EXERCISE DESCRIPTION =>
Return every entry exactly.

Excerpts of pointing data =>

>> START

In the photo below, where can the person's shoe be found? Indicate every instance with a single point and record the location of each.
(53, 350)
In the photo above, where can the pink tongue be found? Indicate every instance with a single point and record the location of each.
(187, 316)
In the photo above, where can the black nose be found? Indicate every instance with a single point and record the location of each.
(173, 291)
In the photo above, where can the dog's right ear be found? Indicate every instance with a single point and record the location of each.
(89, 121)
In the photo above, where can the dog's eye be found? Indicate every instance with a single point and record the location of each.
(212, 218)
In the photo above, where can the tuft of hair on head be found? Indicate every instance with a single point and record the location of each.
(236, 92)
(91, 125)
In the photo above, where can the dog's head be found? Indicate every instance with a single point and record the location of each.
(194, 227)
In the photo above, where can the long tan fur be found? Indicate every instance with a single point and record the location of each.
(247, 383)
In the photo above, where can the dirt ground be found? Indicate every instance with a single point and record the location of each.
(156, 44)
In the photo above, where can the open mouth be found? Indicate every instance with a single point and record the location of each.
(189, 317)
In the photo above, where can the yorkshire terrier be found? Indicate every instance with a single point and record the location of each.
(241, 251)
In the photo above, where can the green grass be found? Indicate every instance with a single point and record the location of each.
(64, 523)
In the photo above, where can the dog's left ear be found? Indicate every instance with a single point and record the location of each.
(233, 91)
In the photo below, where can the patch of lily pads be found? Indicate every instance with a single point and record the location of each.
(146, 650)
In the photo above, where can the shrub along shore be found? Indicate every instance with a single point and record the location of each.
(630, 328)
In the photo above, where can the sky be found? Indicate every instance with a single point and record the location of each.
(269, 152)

>> END

TASK RESPONSE =>
In the photo below, where can the person's shoe be found? Indicate every instance with a single point and record the location of each.
(53, 350)
In the photo above, where can the pink tongue be found? Indicate every instance with a single point and record the location of each.
(187, 316)
In the photo above, where can the black nose be found? Indicate every instance with a single point and record the location of each.
(173, 291)
In the photo above, where can the dog's right ear be found? Indicate every instance with a single point and record the location of each.
(89, 121)
In the photo above, where can the dog's eye be found? Indicate every instance with a single point and record the location of each.
(212, 218)
In the photo above, where can the tuft of hair on head be found? Indicate every instance with a single point and record the location of each.
(236, 92)
(91, 125)
In the photo above, where can the dog's head be found? Indicate every instance with a single point and record the location of each.
(194, 227)
In the photo above, where can the long tan fur be found? Indicate every instance with a single point and record the location of each.
(247, 383)
In the photo above, where can the dirt ground be found? Indicate every instance with a single point and record the location of each.
(156, 44)
In the photo above, where can the open mouth be found? Indicate every instance with a single point and record the location of each.
(189, 317)
In the photo above, where can the yorkshire terrier be found? Indicate every instance with a single point and record the location of each.
(241, 251)
In the photo above, where can the green grass be found? Indicate every instance with a single point and record the location of each.
(64, 523)
In the photo above, where can the dog's left ear be found? Indicate every instance with a single point and record the location of each.
(233, 91)
In the photo below, where can the patch of lily pads be found? Indicate every instance with a single point and record the location of each.
(146, 650)
In the photo above, where can the shrub along shore be found? Indicate every instance with a single point and record the location of each.
(630, 328)
In the photo above, where can the sky be found? Indicate every instance with a single point and record the location of each.
(269, 152)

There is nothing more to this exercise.